*FRAGMENTO SELECCIONADO*.
=-=-=-=-=

Los personajes históricos anteriormente presentados son solo ejemplos, pero la lista es interminable. Sin embargo aquí (sea lo que fuere esto), más que nada trato de  referirme a las personas anónimas que trascienden y que no cuentan con su nombre escrito en piedra en algún boulevard o no dan nombre a ninguna calle de ninguna ciudad. Todos pasamos por esto, todos pisamos mierda alguna vez. Nuestro valor como personajes principales de nuestra propia novela interminable es medido con respecto a cuánto nos dejamos arrastrar por la corriente de mierda ( y perdón por usar mucho esta palabra, pero para ser sinceros me parece una de las más bellas y significativas de la lengua castellana) o cuánto es que buscamos la manera de nadar contracorriente, o simplemente salir flotando. Buscando nuestros propios métodos de sobrevivir al mundo, a la historia que nos tocó vivir.

Es curioso cómo aquellas personas que has salido libradas (quizá no ilesos) de su propia historia, al final aprenden el valor de muchas cosas que antes no sabían que podían perder. El valor, por ejemplo de un buen consejo, de un abrazo sincero, de un amigo, de una canción adecuada para su estado de ánimo específico, de una comida caliente, de tiempo libre. Esto termina por convertirlos en personas conscientes de esto y humildes ante la posibilidad de perder lo antes ignorado, más no resignados (pues generalmente están dispuestos a luchar por lo que creen correcto y defender lo que consideran que deba ser defendido).
Y de pronto ellos, los que trascienden intentan darle un consejo al neófito que este suele pasarse por sus peludos testículos. Y ahí estamos ahora. La generación del internet y CartoonNetwork de la pasada década (porque he de admitir que yo disfruto de las caricaturas a pesar de mi edad).  Los que vivimos en la era de los teléfonos inteligentes y las personas idiotas. La era del Dr. Simi bailando reggaeton y el cambio climático. Ahí estamos, pretendiendo que la vida ha sido fácil, que la historia se escribe sola y que no contribuyo a esta. Pero lo cierto es que somos, mariposas, y todos aleteamos nuestras alas. El desastre final será por causa de nuestra generación inconmovible y pasiva. Y lo triste es que la generación que nos sigue está aún peor.

=-=-=-=-=

*MATERIAL DE ESTUDIO*.
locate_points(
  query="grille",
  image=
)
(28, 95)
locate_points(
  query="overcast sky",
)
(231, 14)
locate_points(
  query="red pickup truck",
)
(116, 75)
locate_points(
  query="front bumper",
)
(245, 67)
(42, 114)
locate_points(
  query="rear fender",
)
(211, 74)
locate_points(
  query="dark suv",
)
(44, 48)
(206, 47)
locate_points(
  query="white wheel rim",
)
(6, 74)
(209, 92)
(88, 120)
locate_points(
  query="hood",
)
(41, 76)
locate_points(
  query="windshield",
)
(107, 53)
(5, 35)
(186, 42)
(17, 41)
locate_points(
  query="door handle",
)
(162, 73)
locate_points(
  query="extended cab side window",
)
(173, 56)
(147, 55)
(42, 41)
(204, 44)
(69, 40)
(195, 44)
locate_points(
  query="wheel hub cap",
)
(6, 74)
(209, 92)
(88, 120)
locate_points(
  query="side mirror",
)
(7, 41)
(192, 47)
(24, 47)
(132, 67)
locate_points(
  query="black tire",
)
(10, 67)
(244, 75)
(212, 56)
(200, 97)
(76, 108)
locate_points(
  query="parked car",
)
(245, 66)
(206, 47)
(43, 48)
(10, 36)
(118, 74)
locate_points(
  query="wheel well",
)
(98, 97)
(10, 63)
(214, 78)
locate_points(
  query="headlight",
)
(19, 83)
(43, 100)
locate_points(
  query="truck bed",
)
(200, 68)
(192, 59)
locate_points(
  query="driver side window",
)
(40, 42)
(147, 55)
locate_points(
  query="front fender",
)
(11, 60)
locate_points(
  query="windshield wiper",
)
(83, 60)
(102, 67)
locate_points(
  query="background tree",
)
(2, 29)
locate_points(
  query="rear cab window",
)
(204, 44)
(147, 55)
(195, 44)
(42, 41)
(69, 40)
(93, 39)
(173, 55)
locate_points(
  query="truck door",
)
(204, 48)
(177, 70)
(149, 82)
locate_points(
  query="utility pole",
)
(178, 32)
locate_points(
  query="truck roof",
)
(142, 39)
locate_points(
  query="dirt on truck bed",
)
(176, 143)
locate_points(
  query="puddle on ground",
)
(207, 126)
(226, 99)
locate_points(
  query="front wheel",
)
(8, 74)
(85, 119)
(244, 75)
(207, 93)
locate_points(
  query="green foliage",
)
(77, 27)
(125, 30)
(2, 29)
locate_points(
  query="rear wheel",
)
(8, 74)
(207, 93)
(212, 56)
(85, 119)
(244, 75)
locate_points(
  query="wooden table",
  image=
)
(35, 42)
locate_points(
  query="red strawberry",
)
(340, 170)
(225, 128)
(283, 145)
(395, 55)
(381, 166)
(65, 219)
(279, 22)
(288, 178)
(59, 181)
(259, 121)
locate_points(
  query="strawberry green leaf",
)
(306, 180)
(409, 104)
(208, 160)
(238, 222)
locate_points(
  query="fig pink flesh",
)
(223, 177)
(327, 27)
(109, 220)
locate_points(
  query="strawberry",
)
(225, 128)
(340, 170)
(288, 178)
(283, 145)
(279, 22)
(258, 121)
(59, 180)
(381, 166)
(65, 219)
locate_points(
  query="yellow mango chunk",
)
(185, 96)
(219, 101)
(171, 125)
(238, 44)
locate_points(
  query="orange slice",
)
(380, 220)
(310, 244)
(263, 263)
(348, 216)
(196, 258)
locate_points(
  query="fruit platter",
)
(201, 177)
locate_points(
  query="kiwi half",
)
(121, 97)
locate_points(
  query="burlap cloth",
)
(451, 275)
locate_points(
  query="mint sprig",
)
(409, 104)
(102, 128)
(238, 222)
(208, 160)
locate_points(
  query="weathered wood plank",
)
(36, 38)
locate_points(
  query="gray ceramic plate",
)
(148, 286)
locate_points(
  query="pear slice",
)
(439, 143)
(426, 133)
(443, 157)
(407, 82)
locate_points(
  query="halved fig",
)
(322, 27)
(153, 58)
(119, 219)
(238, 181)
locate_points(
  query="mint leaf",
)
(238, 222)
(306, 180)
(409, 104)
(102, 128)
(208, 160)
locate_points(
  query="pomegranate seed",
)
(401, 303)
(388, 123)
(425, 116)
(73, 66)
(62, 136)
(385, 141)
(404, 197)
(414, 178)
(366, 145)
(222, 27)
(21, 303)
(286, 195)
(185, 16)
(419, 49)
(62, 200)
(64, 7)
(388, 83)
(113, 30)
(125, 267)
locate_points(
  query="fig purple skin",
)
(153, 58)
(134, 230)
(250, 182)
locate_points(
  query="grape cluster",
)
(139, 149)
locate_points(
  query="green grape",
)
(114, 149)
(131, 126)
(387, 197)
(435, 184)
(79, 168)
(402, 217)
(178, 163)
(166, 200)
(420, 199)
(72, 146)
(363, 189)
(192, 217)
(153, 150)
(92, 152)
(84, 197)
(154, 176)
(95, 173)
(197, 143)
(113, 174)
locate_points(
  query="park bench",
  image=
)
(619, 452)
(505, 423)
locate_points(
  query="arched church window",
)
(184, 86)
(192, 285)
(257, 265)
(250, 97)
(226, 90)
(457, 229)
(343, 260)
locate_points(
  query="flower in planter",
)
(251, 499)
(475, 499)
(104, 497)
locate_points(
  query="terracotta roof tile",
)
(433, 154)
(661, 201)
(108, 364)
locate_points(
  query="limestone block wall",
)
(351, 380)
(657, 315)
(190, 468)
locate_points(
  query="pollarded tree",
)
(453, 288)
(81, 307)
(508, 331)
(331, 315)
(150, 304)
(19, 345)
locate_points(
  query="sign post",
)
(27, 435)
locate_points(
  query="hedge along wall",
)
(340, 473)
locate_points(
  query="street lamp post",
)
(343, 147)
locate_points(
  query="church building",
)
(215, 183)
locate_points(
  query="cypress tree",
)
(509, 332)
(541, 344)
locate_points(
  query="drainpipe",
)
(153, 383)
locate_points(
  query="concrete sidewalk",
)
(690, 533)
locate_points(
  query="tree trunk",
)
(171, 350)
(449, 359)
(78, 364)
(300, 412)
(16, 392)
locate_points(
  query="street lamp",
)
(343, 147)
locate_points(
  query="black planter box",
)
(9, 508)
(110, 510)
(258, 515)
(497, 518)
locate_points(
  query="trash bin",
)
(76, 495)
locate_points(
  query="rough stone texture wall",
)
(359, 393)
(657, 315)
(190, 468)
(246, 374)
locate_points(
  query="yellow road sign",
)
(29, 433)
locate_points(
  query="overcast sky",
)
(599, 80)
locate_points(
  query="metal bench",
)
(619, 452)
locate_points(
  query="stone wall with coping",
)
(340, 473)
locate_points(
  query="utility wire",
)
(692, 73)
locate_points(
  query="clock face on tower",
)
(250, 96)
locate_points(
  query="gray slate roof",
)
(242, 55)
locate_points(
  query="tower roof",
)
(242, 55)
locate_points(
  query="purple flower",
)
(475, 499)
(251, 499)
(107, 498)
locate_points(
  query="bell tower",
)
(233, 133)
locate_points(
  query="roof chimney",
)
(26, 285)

=-=-=-=-=

*APLICA LO LEÍDO*.
A. Resume en dos oraciones el texto sobre las personas anónimas que trascienden.
B. Continúa el texto sobre las personas anónimas que trascienden a partir de su última oración.

*RESULTADOS DEL EJERCICIO*.
A. El texto se refiere a las personas anónimas que trascienden sin que su nombre aparezca en ninguna calle, y sostiene que nuestro valor se mide por cuánto nos dejamos arrastrar por la corriente o cuánto buscamos nadar contra ella. Quienes salen librados de su propia historia aprenden el valor de cosas como un buen consejo o un abrazo sincero, pero la generación actual, que finge que la vida ha sido fácil, ignora sus consejos y será causa del desastre final por ser inconmovible y pasiva.

B.
Pero me estoy desviando del tema (si es que en algún momento tuve alguno). Lo que al principio intentaba decir es que soy, precisamente, uno de esos impávidos vástagos de la generación de los noventas (aunque ahora me doy cuenta que no los disfruté tanto como debí). Una generación a mediados de los veintes que de pronto descubre un mundo adulto completamente inmisericorde. Es como despertar de pronto de un sueño que se tuvo de la infancia mal aprovechada y la juventud desperdiciada. Los deseos de volver a ser niño son muy grandes. Pero también lo son los de conseguir el sueño de mi vida, el cual me motiva. Es solo que ahora me doy cuenta de algo importante. Durante mi vida no adquirí las herramientas necesarias para enfrentarme a las responsabilidades de la adultez, lo que significa que me será más complicado subir esta cuesta. No por ello imposible. Pues como dije, tengo un motivo.

Y es por esto que, consciente de que no soy la persona adecuada para hacerlo, quiero dejar aquí un consejo. Mi consejo, después de mucho meditarlo, es este: Por favor, equivóquense todas las veces que puedan. Hagan el ridículo de vez en cuando. Y siempre sigan caminando. (Al final fueron tres, pero son algo así como una trinidad).

Equivocarse es el modo más práctico de aprender. Suele ser muy eficaz para darse cuenta lo que se está haciendo mal y corregirlo. También crea un sentimiento de humildad y reconocimiento de la propia humanidad, muy necesarios para darse cuenta que no vivimos en el pedestal de nadie (y que aunque así fuera podemos caer en cualquier momento y con más facilidad de la que se suele creer). Por lo que nos ayuda a poner los pies en la tierra. Equivocarse es imprescindible para acumular experiencia, es útil para buscar nuevas perspectivas para resolver un problema, y es recomendable si quieres perfeccionar tu arte (sea cual sea esta). Y es que equivocarse no sirve de nada si no aprendemos la lección.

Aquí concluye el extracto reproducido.